--- Stored data entries ---
Content starts

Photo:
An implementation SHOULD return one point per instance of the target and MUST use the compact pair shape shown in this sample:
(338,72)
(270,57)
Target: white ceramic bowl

Content ends

--- TASK TO CARRY OUT ---
Repeat the data exactly. Omit nothing.

--- RESPONSE TO THIS EXERCISE ---
Photo:
An implementation SHOULD return one point per instance of the target and MUST use the compact pair shape shown in this sample:
(338,72)
(270,57)
Target: white ceramic bowl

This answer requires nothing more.